Convert the listing below to a two-column CSV with the header instruction,response. Make one row per entry, placing its text and its answer each in a single quoted field and replacing line breaks with spaces.

#### SUPPLIED ENTRIES
* BEGIN *

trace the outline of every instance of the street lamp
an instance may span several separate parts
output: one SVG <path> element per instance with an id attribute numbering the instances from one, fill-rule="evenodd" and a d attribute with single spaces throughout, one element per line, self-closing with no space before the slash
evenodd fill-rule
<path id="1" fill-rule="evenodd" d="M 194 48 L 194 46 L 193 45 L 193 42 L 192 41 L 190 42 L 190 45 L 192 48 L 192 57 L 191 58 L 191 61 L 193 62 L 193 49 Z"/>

* END *

#### SOLUTION BELOW
instruction,response
"trace the outline of every instance of the street lamp an instance may span several separate parts output: one SVG <path> element per instance with an id attribute numbering the instances from one, fill-rule=""evenodd"" and a d attribute with single spaces throughout, one element per line, self-closing with no space before the slash evenodd fill-rule","<path id=""1"" fill-rule=""evenodd"" d=""M 194 48 L 194 46 L 193 45 L 193 42 L 192 41 L 190 42 L 190 45 L 192 48 L 192 57 L 191 58 L 191 61 L 193 62 L 193 49 Z""/>"